**INSTRUCCIÓN 1**. Reproduce fielmente el pasaje del texto sobre la evangelización de los pueblos americanos, comenzando por "Los pueblos americanos" y continuando hasta "podemos considerar propios.".

Los pueblos americanos fueron evangelizados por una religión cuyo
ecumenismo superó prejuicios e impregnó desde las formas elementales de la vida
cotidiana hasta la organización cultural. La sabiduría de la Iglesia
contribuyó, además, a preservar los rasgos más valiosos del mundo aborigen pues
bautizó símbolos y costumbres, integrándolas en la variedad de la liturgia
católica. Sin duda fueron arrasados ritos sangrientos y prácticas viciosas pero
gracias a que se evangelizó en las lenguas de los infieles, las crónicas,
gramáticas vocabularios permitieron el
rescate de una tradición oral que, de otro modo, se hubiera perdido para
siempre, a diferencia del legado de signos, piedras y monumentos que se
conservó, incorporado a la civilización hispánica, con valores estéticos que
con orgullo podemos considerar propios.

**INSTRUCCIÓN 2**. Escala por 1,55 las coordenadas de los puntos de las respuestas en los registros, comenzando por el inicio de los registros y continuando hasta la línea que contiene "[[202, 83], [284, 74], [239, 83]]", ambas incluidas, y redondea cada valor al entero más cercano, con las mitades hacia arriba. Escribe de nuevo solo esas líneas, con las peticiones tal cual.

**MATERIAL DE CONSULTA**.
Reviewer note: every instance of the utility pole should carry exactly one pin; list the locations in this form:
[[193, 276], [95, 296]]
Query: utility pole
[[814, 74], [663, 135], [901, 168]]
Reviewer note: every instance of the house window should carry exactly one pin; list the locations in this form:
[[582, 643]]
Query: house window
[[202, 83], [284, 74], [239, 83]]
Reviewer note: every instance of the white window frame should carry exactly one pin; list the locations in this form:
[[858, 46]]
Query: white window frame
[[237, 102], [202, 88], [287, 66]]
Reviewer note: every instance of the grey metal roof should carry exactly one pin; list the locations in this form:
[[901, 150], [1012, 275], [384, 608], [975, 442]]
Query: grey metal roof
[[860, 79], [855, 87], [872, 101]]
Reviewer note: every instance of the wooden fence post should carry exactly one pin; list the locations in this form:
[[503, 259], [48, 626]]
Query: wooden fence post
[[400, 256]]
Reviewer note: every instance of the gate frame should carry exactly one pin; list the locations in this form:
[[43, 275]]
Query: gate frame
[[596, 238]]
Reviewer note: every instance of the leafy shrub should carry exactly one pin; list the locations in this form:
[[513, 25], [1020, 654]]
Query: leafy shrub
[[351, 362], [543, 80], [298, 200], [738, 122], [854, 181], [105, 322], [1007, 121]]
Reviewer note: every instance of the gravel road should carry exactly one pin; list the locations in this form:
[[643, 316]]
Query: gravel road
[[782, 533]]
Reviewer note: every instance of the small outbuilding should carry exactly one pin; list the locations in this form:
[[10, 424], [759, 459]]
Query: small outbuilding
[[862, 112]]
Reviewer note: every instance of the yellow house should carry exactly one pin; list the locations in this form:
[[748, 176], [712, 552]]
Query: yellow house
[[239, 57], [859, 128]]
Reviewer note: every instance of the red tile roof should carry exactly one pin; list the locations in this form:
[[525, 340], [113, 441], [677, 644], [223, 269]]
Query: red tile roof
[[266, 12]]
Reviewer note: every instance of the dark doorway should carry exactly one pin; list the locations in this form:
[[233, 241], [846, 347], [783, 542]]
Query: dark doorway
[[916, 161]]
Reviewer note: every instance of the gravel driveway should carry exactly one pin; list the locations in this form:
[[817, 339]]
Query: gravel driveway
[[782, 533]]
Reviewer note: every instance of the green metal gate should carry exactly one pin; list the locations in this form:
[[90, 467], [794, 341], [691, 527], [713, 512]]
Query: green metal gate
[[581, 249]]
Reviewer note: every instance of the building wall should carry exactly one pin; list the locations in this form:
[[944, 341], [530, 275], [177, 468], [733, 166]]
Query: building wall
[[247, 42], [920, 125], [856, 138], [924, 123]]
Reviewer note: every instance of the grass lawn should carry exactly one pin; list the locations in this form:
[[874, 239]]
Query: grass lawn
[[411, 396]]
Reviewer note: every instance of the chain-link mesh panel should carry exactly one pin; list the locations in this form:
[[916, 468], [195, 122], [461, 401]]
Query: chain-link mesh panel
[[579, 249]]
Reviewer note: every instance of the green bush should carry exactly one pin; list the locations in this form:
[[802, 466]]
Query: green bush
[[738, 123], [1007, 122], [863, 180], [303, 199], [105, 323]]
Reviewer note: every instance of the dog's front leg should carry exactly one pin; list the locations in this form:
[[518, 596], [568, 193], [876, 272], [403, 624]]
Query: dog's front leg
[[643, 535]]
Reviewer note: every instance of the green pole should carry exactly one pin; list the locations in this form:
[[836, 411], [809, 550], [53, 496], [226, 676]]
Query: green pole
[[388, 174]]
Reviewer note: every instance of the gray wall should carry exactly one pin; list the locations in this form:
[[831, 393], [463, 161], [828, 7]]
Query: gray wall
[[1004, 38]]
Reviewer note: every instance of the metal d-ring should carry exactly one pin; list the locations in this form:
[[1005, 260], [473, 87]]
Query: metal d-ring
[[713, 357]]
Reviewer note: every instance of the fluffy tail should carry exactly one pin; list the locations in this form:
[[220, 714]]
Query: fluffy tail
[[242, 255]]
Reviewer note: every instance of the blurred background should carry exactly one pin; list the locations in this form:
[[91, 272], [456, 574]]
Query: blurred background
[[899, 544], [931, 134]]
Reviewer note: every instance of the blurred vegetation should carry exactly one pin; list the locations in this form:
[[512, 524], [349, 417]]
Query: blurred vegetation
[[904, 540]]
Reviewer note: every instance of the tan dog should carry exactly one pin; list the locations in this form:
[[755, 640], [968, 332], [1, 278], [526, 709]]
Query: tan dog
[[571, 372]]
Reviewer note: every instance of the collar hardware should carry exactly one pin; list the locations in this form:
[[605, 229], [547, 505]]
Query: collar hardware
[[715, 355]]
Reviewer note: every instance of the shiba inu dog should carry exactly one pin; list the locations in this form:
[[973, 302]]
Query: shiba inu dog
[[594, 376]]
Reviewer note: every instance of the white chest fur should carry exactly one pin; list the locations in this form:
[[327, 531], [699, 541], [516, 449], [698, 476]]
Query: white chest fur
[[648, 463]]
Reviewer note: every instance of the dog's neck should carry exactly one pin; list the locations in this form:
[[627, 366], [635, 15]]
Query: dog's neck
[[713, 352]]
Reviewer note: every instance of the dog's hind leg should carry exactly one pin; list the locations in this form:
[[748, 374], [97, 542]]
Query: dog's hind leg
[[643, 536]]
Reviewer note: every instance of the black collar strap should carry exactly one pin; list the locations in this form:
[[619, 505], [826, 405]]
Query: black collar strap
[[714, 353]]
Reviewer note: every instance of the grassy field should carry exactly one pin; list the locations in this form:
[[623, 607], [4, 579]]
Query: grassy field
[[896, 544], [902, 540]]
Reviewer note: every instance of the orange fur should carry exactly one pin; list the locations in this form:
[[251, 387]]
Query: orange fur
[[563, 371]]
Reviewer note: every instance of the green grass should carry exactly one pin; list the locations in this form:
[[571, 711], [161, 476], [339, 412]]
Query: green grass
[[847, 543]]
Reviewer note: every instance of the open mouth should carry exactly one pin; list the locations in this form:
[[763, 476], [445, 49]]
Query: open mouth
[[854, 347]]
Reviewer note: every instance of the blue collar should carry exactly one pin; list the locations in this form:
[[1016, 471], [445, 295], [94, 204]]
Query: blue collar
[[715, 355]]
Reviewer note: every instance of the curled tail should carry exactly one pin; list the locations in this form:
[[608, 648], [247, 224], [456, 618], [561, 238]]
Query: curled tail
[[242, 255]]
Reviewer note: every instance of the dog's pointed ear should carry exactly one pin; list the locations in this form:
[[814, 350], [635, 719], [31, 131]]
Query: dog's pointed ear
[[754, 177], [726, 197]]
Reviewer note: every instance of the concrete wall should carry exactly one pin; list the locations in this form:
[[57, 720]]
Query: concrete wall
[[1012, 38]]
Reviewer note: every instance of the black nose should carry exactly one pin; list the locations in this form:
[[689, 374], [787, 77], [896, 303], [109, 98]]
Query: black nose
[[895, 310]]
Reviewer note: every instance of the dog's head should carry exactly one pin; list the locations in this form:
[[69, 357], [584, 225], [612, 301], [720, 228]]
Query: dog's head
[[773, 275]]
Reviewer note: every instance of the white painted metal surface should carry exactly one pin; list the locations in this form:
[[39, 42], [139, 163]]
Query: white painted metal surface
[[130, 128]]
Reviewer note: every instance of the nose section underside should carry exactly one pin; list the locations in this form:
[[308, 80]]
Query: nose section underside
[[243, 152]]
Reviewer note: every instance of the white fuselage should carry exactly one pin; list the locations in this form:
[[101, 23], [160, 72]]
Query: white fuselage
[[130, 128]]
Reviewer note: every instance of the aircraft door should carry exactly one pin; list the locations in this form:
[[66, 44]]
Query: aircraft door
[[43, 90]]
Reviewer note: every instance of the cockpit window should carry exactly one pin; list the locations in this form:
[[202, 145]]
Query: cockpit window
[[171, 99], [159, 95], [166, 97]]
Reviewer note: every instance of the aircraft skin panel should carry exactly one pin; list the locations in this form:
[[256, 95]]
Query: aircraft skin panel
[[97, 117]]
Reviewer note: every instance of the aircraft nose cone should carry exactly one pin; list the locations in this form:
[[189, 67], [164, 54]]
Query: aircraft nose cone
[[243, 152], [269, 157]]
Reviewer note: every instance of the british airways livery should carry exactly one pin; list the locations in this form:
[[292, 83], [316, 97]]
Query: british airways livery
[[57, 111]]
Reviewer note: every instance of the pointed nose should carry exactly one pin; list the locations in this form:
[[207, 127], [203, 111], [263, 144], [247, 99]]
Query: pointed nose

**RESPUESTA CORRECTA 1**.
Los pueblos americanos fueron evangelizados por una religión cuyo
ecumenismo superó prejuicios e impregnó desde las formas elementales de la vida
cotidiana hasta la organización cultural. La sabiduría de la Iglesia
contribuyó, además, a preservar los rasgos más valiosos del mundo aborigen pues
bautizó símbolos y costumbres, integrándolas en la variedad de la liturgia
católica. Sin duda fueron arrasados ritos sangrientos y prácticas viciosas pero
gracias a que se evangelizó en las lenguas de los infieles, las crónicas,
gramáticas vocabularios permitieron el
rescate de una tradición oral que, de otro modo, se hubiera perdido para
siempre, a diferencia del legado de signos, piedras y monumentos que se
conservó, incorporado a la civilización hispánica, con valores estéticos que
con orgullo podemos considerar propios.

**RESPUESTA CORRECTA 2**.
Reviewer note: every instance of the utility pole should carry exactly one pin; list the locations in this form:
[[193, 276], [95, 296]]
Query: utility pole
[[1262, 115], [1028, 209], [1397, 260]]
Reviewer note: every instance of the house window should carry exactly one pin; list the locations in this form:
[[582, 643]]
Query: house window
[[313, 129], [440, 115], [370, 129]]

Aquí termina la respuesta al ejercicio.